**Assignment**
Consider the entries given below. Count the lines that include "geojson" and give only the count.

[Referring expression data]
--*--

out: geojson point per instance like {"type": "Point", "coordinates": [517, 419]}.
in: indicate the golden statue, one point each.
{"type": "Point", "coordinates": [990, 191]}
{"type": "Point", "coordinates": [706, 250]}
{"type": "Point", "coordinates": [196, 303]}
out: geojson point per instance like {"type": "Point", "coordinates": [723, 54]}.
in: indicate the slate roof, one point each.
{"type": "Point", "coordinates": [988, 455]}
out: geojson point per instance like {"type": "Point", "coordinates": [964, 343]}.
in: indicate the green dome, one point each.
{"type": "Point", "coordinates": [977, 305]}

--*--

**Finished task**
3